*TASKS TO PERFORM:*
(A) From the Aileen Cust text, answer each of these on its own line:
(i) In what year and at what place was she born?
(ii) What name did she enroll under at the veterinary college?
(iii) From where in County Roscommon did she practice?
(B) Write a continuation of the Aileen Cust text, picking up after its final sentence.

Aileen Cust
Aileen Cust was the first female to practice as a veterinary surgeon in Ireland. She practised from Castlestrange, Athleague in County Roscommon.
Aileen Cust was born in 1868 in Cordangan Manor, County Tipperary. The fourth of six children, she enjoyed the outdoors as a child, and when asked about her future she claimed “a vet was my reply ever and always.”
She began training as a nurse at London Hospital, but gave it up to become a veterinary surgeon. Following the death of her father in 1878, her guardian, encouraged her to pursue an education and funded her attendance at William Williams’s New Veterinary College in Edinburgh. As her mother was acting as a Woman of the Bedchamber to Queen Victoria, Cust enrolled under the name A.I. Custance to avoid any embarrassment for her family.

*RECORD EXTRACTS:*
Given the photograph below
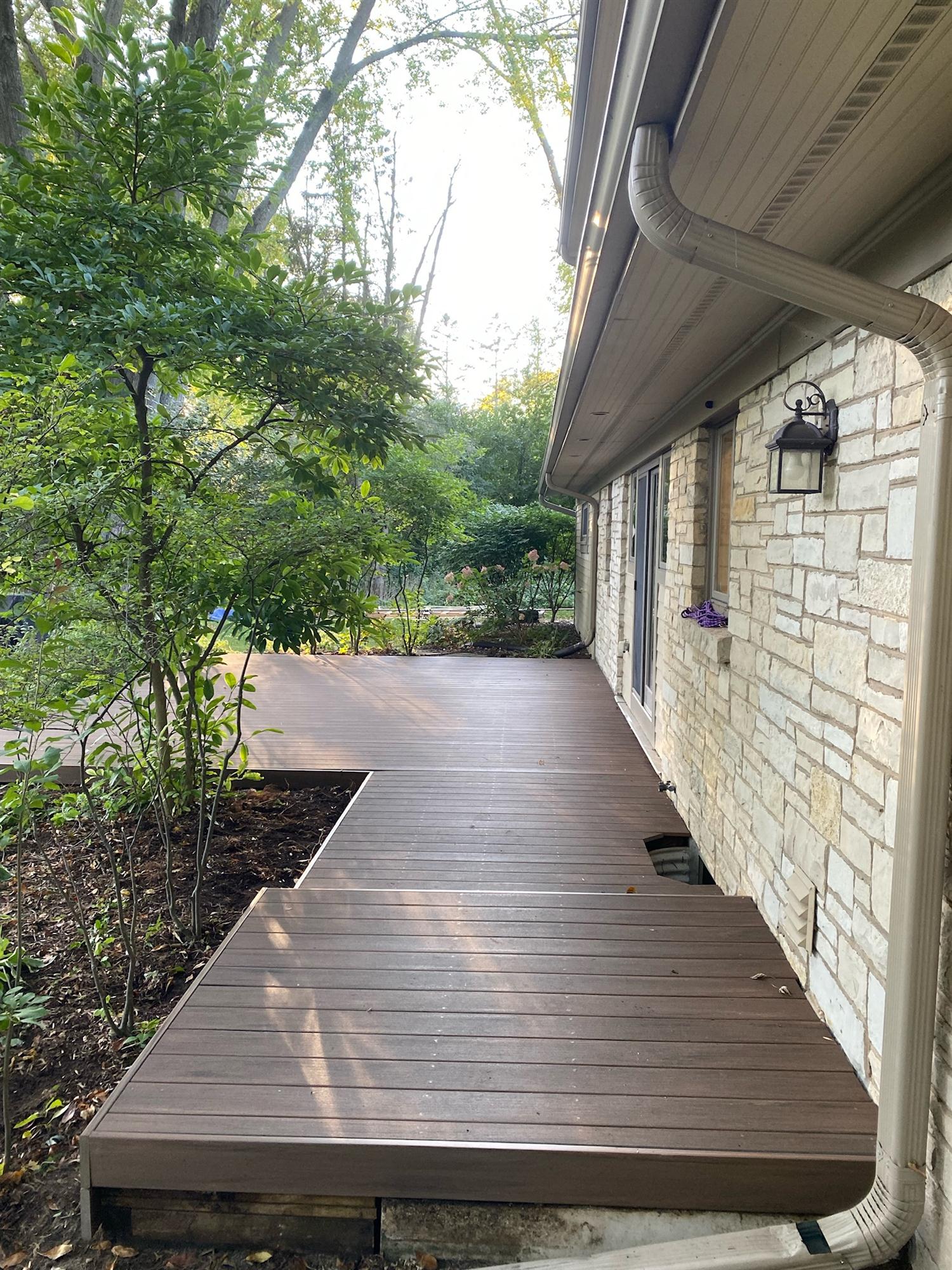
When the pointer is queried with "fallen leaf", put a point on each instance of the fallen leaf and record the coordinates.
(181, 1262)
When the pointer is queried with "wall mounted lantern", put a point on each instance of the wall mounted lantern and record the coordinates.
(799, 449)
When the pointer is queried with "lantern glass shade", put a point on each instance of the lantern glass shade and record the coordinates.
(797, 472)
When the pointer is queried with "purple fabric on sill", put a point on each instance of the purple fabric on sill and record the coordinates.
(706, 615)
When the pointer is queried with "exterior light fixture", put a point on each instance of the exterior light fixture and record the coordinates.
(799, 449)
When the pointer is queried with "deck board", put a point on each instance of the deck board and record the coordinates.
(480, 989)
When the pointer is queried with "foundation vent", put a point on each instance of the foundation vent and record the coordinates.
(800, 912)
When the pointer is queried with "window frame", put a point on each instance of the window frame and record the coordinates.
(714, 468)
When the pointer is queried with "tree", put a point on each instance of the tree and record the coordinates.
(148, 359)
(421, 505)
(11, 79)
(307, 60)
(508, 435)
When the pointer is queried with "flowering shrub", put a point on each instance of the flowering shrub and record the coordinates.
(513, 596)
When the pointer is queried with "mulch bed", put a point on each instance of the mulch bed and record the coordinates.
(65, 1071)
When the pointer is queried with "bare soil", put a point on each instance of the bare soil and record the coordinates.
(65, 1070)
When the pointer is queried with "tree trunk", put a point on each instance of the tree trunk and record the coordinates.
(327, 100)
(112, 16)
(11, 79)
(263, 84)
(205, 22)
(436, 255)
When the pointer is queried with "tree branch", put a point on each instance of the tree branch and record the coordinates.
(327, 100)
(11, 79)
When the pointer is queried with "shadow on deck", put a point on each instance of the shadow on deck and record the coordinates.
(480, 989)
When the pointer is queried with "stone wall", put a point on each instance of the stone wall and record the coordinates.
(784, 741)
(612, 578)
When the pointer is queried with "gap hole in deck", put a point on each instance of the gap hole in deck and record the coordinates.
(676, 857)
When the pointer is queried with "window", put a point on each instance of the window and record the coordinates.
(720, 525)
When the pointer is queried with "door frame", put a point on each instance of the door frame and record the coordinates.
(647, 529)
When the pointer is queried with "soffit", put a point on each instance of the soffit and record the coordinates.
(805, 124)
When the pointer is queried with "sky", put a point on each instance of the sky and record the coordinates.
(498, 255)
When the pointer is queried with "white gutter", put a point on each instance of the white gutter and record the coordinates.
(593, 549)
(883, 1222)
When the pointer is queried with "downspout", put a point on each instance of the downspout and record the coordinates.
(593, 553)
(885, 1220)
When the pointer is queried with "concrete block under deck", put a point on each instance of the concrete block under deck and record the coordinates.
(480, 991)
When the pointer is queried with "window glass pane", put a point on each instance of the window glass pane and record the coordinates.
(724, 478)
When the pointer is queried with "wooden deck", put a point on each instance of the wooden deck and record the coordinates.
(480, 989)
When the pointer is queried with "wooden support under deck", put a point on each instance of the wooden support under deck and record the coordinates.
(480, 989)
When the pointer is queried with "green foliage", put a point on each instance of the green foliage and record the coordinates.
(497, 535)
(508, 434)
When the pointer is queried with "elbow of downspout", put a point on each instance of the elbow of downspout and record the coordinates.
(887, 1219)
(587, 641)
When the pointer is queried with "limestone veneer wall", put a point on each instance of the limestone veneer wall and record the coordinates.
(788, 756)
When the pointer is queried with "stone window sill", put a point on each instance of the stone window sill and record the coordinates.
(713, 642)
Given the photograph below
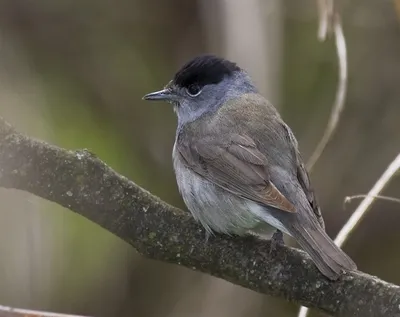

*RESPONSES:*
(A)
(i) 1868, at Cordangan Manor, County Tipperary
(ii) A.I. Custance
(iii) Castlestrange, Athleague

(B)
She completed her veterinary studies in 1897, winning the gold medal for zoology, but was denied permission to sit the final examination and consequently was not admitted as a member of Royal College of Veterinary Surgeons (RCVS). She challenged this in the Court of Session, seeking to overturn the decision of the RCVS examination committee, but the court declined to rule on the basis that the RCVS was not domiciled in Scotland.
She refrained from legal action in London, perhaps due to the potential cost, or potential social embarrassment to her mother. Cust nevertheless went on to practice in County Roscommon with William Augustine Byrne MRCVS, having received a personal recommendation from William Williams, and lived at Castlestrange near Athleague.